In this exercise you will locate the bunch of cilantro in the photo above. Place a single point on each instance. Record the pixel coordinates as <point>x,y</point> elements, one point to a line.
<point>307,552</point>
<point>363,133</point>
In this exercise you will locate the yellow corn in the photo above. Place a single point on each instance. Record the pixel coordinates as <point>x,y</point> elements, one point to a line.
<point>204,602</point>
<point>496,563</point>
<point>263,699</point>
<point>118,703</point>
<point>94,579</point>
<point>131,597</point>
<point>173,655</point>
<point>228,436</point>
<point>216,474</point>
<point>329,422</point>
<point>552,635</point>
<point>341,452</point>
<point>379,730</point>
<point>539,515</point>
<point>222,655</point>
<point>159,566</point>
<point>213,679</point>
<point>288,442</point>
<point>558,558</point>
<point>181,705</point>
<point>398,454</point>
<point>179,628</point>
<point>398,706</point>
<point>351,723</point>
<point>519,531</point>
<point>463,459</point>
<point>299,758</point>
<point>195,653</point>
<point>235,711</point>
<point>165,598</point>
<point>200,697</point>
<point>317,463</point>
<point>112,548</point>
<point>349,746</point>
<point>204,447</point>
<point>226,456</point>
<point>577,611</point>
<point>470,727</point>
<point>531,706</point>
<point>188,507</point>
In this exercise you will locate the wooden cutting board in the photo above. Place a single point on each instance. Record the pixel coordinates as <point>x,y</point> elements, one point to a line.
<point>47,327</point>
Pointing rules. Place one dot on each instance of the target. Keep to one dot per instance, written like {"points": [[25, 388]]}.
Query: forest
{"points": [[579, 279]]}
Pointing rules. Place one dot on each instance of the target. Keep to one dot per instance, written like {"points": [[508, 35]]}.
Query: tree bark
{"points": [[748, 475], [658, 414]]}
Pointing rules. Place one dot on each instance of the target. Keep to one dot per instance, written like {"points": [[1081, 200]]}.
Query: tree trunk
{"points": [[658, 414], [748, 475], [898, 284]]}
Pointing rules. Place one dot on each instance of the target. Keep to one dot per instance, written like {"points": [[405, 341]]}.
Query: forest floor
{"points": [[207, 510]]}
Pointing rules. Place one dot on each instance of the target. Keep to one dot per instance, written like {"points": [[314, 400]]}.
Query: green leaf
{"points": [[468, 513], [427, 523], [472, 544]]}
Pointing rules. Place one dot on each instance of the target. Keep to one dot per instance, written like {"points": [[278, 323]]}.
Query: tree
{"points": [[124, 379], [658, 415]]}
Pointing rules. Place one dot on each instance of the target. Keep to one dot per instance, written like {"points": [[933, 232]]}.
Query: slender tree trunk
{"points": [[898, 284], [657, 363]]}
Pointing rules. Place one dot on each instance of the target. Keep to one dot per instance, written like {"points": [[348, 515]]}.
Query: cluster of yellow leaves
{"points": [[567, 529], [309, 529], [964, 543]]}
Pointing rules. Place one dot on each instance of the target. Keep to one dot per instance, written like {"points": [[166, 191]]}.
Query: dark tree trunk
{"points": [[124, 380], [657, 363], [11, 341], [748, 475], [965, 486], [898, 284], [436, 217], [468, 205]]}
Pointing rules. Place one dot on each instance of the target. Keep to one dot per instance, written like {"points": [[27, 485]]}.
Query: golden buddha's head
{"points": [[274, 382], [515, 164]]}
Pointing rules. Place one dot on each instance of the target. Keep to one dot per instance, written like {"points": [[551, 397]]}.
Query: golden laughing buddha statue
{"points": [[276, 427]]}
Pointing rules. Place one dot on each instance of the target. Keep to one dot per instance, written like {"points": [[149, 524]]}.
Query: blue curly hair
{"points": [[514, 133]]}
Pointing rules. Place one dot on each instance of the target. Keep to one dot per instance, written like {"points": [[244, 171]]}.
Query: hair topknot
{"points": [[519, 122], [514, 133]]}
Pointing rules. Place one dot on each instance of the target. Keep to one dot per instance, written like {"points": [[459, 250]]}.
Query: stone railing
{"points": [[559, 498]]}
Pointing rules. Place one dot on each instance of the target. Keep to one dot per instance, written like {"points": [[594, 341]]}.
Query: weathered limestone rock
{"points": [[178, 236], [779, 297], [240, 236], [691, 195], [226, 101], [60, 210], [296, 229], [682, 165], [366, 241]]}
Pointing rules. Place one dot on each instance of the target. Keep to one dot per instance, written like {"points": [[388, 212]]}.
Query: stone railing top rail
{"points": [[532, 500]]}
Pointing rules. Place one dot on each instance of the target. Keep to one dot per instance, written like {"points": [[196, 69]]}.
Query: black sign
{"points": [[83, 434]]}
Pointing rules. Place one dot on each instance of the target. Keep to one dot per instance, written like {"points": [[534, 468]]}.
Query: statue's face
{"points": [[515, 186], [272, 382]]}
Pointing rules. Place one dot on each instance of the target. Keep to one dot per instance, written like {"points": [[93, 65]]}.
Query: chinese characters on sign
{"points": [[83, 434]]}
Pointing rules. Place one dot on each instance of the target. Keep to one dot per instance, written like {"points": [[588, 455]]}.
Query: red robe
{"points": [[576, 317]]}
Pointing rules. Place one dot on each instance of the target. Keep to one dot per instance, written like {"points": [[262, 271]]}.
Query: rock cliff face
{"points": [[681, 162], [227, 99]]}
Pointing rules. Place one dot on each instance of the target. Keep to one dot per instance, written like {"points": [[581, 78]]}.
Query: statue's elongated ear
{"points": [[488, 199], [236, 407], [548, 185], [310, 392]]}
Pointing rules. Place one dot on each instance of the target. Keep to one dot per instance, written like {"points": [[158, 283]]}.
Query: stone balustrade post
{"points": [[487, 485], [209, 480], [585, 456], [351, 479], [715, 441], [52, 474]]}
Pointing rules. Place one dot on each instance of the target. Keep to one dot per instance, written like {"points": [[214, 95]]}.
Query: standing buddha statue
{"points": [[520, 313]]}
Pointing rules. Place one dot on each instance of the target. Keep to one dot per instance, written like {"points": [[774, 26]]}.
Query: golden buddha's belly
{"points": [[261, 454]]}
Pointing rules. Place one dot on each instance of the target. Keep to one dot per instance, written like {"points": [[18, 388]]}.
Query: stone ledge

▸ **Work required**: Transcribe the entire listing above exactly as written.

▸ **Exercise solution**:
In this exercise you will locate the bunch of cilantro in the photo above. Place a single point on each instance. Record the pixel coordinates as <point>x,y</point> elements, one point to a line.
<point>307,552</point>
<point>363,133</point>
In this exercise you will locate the yellow corn in the photo above. Place a single point on each instance. Record the pixel coordinates as <point>x,y</point> elements, one point to a line.
<point>204,602</point>
<point>496,563</point>
<point>263,699</point>
<point>118,703</point>
<point>94,579</point>
<point>131,597</point>
<point>173,655</point>
<point>228,436</point>
<point>216,474</point>
<point>329,422</point>
<point>552,635</point>
<point>341,452</point>
<point>379,730</point>
<point>539,515</point>
<point>222,655</point>
<point>159,566</point>
<point>213,679</point>
<point>288,442</point>
<point>558,558</point>
<point>181,705</point>
<point>398,454</point>
<point>179,628</point>
<point>398,706</point>
<point>351,723</point>
<point>519,531</point>
<point>463,459</point>
<point>299,758</point>
<point>195,653</point>
<point>235,711</point>
<point>165,598</point>
<point>200,697</point>
<point>317,463</point>
<point>112,548</point>
<point>349,746</point>
<point>204,447</point>
<point>226,456</point>
<point>577,611</point>
<point>470,727</point>
<point>531,706</point>
<point>188,507</point>
In this exercise you will locate the wooden cutting board in the photo above. Place a single point on each instance. Record the pixel coordinates as <point>x,y</point> elements, one point to a line.
<point>47,327</point>
Pointing rules. Place one dot on each instance of the target. Keep to one dot per instance, written like {"points": [[25, 388]]}.
Query: forest
{"points": [[579, 279]]}
Pointing rules. Place one dot on each instance of the target. Keep to one dot per instance, written like {"points": [[508, 35]]}.
Query: tree bark
{"points": [[748, 475], [658, 414]]}
Pointing rules. Place one dot on each instance of the target. Keep to one dot per instance, written like {"points": [[1081, 200]]}.
Query: tree trunk
{"points": [[658, 414], [748, 475], [898, 284]]}
Pointing rules. Place one dot on each instance of the target. Keep to one dot per instance, written like {"points": [[405, 341]]}.
Query: forest floor
{"points": [[207, 510]]}
Pointing rules. Place one dot on each instance of the target. Keep to one dot per instance, written like {"points": [[314, 400]]}.
Query: green leaf
{"points": [[468, 513], [427, 523], [472, 544]]}
Pointing rules. Place one dot on each instance of the target. Keep to one dot per instance, written like {"points": [[278, 323]]}.
Query: tree
{"points": [[124, 379], [658, 415]]}
Pointing rules. Place one dot on each instance of the target. Keep to one dot per instance, written like {"points": [[933, 232]]}.
Query: slender tree trunk
{"points": [[898, 284], [657, 363]]}
Pointing rules. Place one dot on each instance of the target. Keep to one dot per instance, written like {"points": [[348, 515]]}.
Query: cluster of yellow leaves
{"points": [[567, 529], [309, 529], [964, 543]]}
Pointing rules. Place one dot on each instance of the target. Keep to one dot per instance, written like {"points": [[166, 191]]}.
Query: dark tree trunk
{"points": [[124, 380], [657, 363], [11, 341], [748, 475], [965, 486], [898, 284], [436, 217], [468, 205]]}
Pointing rules. Place one dot on each instance of the target. Keep to one dot per instance, written like {"points": [[27, 485]]}.
Query: golden buddha's head
{"points": [[274, 382], [515, 164]]}
Pointing rules. Place one dot on each instance of the target. Keep to one dot per instance, written like {"points": [[551, 397]]}.
Query: golden laughing buddha statue
{"points": [[276, 427]]}
Pointing rules. Place one dot on each instance of the target. Keep to one dot per instance, written like {"points": [[149, 524]]}.
Query: blue curly hair
{"points": [[514, 133]]}
Pointing rules. Place one dot on each instance of the target. Keep to one dot per instance, written like {"points": [[244, 171]]}.
Query: hair topknot
{"points": [[519, 122], [514, 133]]}
Pointing rules. Place one dot on each instance of the target. Keep to one dot per instance, written like {"points": [[459, 250]]}.
Query: stone railing
{"points": [[559, 498]]}
Pointing rules. Place one dot on each instance of the target. Keep to one dot per instance, written like {"points": [[594, 341]]}.
Query: weathered limestone rock
{"points": [[178, 236], [779, 297], [240, 236], [691, 195], [226, 101], [60, 210], [296, 229], [682, 165], [366, 241]]}
Pointing rules. Place one dot on each instance of the target. Keep to one dot per instance, written like {"points": [[388, 212]]}.
Query: stone railing top rail
{"points": [[532, 500]]}
Pointing rules. Place one dot on each instance of the target. Keep to one dot per instance, written like {"points": [[196, 69]]}.
Query: black sign
{"points": [[83, 434]]}
Pointing rules. Place one dot on each instance of the target. Keep to one dot per instance, written like {"points": [[534, 468]]}.
Query: statue's face
{"points": [[515, 186], [272, 382]]}
Pointing rules. Place one dot on each instance of the target. Keep to one dot per instance, written like {"points": [[93, 65]]}.
Query: chinese characters on sign
{"points": [[83, 434]]}
Pointing rules. Place one dot on each instance of the target. Keep to one dot per instance, written like {"points": [[588, 455]]}.
Query: red robe
{"points": [[576, 317]]}
Pointing rules. Place one dot on each instance of the target. Keep to one dot per instance, written like {"points": [[262, 271]]}.
Query: rock cliff face
{"points": [[681, 162], [227, 99]]}
Pointing rules. Place one dot on each instance of the target. Keep to one dot per instance, written like {"points": [[581, 78]]}.
Query: statue's elongated ear
{"points": [[488, 199], [236, 407], [548, 185], [310, 392]]}
Pointing rules. Place one dot on each instance of the target. Keep to one dot per instance, written like {"points": [[158, 283]]}.
Query: stone balustrade post
{"points": [[487, 485], [209, 480], [585, 456], [351, 479], [715, 441], [52, 474]]}
Pointing rules. Place one dot on each instance of the target. Keep to one dot per instance, written like {"points": [[214, 95]]}.
Query: standing buddha statue
{"points": [[520, 313]]}
Pointing rules. Place one dot on each instance of the target. Keep to one dot per instance, written like {"points": [[774, 26]]}.
Query: golden buddha's belly
{"points": [[261, 454]]}
Pointing rules. Place one dot on each instance of the target. Keep to one dot per instance, written like {"points": [[18, 388]]}.
Query: stone ledge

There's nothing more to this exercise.